» **PROVIDED RECORDS**
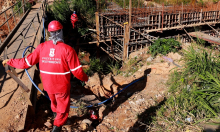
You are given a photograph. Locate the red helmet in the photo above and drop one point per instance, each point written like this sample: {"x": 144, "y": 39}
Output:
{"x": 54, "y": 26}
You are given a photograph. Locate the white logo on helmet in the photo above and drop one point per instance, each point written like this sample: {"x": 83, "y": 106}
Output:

==

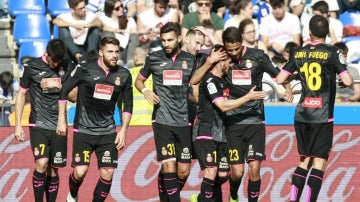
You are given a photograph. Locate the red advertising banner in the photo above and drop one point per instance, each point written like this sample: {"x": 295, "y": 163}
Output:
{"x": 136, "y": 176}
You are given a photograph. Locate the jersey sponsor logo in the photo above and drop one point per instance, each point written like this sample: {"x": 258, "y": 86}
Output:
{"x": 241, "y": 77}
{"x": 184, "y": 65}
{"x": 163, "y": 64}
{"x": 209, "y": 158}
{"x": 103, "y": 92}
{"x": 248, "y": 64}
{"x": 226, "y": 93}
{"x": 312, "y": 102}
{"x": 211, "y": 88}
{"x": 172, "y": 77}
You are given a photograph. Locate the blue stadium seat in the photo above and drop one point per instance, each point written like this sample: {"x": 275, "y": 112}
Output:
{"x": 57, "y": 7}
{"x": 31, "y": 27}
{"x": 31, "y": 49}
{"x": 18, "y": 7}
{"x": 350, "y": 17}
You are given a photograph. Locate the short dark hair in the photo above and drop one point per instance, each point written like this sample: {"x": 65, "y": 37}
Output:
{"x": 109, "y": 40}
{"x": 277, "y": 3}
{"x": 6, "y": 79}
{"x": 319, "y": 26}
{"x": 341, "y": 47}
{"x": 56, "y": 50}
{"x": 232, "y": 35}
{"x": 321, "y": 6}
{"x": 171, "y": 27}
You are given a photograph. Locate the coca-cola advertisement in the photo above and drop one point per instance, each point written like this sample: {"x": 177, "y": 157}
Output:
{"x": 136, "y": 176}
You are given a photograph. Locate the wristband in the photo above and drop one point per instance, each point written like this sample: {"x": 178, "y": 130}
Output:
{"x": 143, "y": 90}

...

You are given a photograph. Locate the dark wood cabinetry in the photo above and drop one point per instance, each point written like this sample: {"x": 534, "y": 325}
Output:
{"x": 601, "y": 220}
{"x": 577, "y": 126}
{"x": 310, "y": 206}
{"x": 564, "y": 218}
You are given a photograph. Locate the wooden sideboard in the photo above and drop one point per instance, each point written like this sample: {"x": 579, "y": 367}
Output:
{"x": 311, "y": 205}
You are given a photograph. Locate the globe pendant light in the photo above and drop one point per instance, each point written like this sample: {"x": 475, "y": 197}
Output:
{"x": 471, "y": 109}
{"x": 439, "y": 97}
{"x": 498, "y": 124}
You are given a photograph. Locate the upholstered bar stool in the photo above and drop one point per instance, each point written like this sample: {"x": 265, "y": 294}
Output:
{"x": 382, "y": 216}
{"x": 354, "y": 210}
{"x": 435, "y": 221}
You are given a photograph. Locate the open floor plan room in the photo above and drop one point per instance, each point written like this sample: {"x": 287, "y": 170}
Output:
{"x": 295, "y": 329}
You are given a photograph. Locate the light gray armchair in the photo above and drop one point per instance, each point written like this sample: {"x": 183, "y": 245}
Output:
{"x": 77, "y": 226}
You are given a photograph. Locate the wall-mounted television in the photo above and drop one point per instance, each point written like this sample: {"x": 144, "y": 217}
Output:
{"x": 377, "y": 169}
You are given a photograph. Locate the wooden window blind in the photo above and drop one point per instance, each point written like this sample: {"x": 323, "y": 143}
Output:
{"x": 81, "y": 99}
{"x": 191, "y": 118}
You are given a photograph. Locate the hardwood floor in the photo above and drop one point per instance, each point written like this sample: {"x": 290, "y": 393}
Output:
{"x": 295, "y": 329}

» **OBJECTIVE**
Pick out every line in the material above that contains the word "dark", treating uppercase and lowercase letters as distinct.

» **TASK RESPONSE**
You are given a photograph. Locate the short dark hair in the photo above and drop one point per instance, each point written like this sample: {"x": 65, "y": 37}
You are given a photograph. Locate the dark wood cabinetry in the photo above and drop one point per instance, each point written like this sample: {"x": 534, "y": 325}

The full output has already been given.